### How to complete this task
Begin with the line holding "Target: bird's tail", then print every line after it through the end of the data, exactly and with nothing added.

>>>>

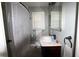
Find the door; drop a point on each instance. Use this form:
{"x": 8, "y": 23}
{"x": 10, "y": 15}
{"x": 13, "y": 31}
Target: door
{"x": 69, "y": 18}
{"x": 6, "y": 9}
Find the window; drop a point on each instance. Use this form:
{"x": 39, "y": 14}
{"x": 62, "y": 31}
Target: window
{"x": 38, "y": 20}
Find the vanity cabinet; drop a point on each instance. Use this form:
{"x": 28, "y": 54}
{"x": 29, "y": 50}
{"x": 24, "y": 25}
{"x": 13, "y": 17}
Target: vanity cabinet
{"x": 51, "y": 51}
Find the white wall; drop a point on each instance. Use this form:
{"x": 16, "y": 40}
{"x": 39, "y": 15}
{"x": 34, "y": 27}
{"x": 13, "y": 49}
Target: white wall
{"x": 21, "y": 27}
{"x": 68, "y": 25}
{"x": 3, "y": 47}
{"x": 77, "y": 40}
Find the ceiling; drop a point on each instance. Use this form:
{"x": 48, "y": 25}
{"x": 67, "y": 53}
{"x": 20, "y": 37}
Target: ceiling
{"x": 34, "y": 4}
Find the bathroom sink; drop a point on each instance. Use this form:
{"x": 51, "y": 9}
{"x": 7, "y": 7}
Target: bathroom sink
{"x": 47, "y": 41}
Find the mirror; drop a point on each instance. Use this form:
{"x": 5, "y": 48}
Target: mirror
{"x": 55, "y": 16}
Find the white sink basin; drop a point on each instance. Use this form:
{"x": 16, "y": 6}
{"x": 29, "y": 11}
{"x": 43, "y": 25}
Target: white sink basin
{"x": 47, "y": 41}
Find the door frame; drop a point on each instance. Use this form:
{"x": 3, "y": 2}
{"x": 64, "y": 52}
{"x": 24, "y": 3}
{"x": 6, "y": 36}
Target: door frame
{"x": 8, "y": 29}
{"x": 75, "y": 35}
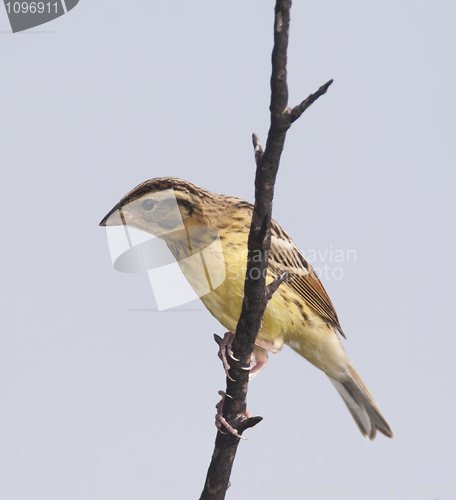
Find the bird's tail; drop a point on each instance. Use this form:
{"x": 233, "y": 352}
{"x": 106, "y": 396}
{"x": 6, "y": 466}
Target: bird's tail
{"x": 362, "y": 405}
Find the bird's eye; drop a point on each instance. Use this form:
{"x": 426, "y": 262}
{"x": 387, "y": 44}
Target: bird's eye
{"x": 148, "y": 205}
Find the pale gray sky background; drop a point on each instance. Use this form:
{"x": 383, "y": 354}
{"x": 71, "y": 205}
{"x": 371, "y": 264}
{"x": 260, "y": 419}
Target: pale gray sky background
{"x": 103, "y": 402}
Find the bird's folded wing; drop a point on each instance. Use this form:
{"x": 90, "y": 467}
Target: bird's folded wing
{"x": 285, "y": 256}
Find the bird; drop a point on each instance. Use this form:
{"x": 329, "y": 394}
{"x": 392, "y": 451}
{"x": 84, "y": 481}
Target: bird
{"x": 300, "y": 314}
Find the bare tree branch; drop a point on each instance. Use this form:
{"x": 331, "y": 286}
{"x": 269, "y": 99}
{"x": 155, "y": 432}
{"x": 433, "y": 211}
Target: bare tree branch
{"x": 256, "y": 293}
{"x": 298, "y": 110}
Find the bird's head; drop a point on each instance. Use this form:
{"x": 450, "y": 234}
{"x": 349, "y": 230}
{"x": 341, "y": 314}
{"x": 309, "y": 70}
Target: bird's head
{"x": 160, "y": 206}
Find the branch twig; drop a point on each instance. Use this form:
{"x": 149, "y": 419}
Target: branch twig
{"x": 256, "y": 293}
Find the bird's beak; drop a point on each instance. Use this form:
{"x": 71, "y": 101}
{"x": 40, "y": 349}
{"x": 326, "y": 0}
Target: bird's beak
{"x": 116, "y": 217}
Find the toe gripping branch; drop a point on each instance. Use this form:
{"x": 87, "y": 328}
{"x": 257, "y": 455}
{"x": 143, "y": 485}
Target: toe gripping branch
{"x": 243, "y": 420}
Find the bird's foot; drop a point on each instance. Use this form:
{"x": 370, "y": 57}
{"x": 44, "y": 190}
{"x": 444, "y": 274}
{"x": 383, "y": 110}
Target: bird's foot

<<<<

### Solution for this exercise
Target: bird's tail
{"x": 362, "y": 405}
Find the bird's eye; drop a point on each instance. Use this form:
{"x": 426, "y": 262}
{"x": 387, "y": 44}
Target: bird's eye
{"x": 148, "y": 205}
Find the pale gray sky background; drop a point on each instance. Use this form:
{"x": 383, "y": 354}
{"x": 71, "y": 205}
{"x": 371, "y": 264}
{"x": 260, "y": 419}
Target: pale gray sky background
{"x": 103, "y": 402}
Find the bird's folded wing; drop a point on each instance. Use this form:
{"x": 90, "y": 467}
Target: bird's folded wing
{"x": 285, "y": 256}
Find the bird; drop a point on each instance. Use this form:
{"x": 329, "y": 394}
{"x": 392, "y": 451}
{"x": 84, "y": 481}
Target: bird
{"x": 300, "y": 314}
Find the bare tree branch; drop a point on each instance. Use this form:
{"x": 331, "y": 286}
{"x": 269, "y": 99}
{"x": 155, "y": 432}
{"x": 433, "y": 211}
Target: bare tree branch
{"x": 256, "y": 293}
{"x": 298, "y": 110}
Find the bird's head; drop a point on each instance. Use this form:
{"x": 450, "y": 234}
{"x": 349, "y": 230}
{"x": 341, "y": 314}
{"x": 309, "y": 70}
Target: bird's head
{"x": 160, "y": 206}
Find the branch twig; drop a point on each instance. Use this form:
{"x": 149, "y": 419}
Target: branch twig
{"x": 256, "y": 293}
Find the bird's beak; drop a point on each instance. Use this form:
{"x": 71, "y": 101}
{"x": 40, "y": 349}
{"x": 326, "y": 0}
Target: bird's beak
{"x": 116, "y": 217}
Find the toe gripping branch; drop a point on each instance. Use this form:
{"x": 87, "y": 328}
{"x": 257, "y": 455}
{"x": 143, "y": 485}
Target: toe gripping branch
{"x": 243, "y": 420}
Find the bird's foot; drop a point on each instance. Use this form:
{"x": 370, "y": 57}
{"x": 44, "y": 190}
{"x": 444, "y": 274}
{"x": 383, "y": 110}
Target: bird's foot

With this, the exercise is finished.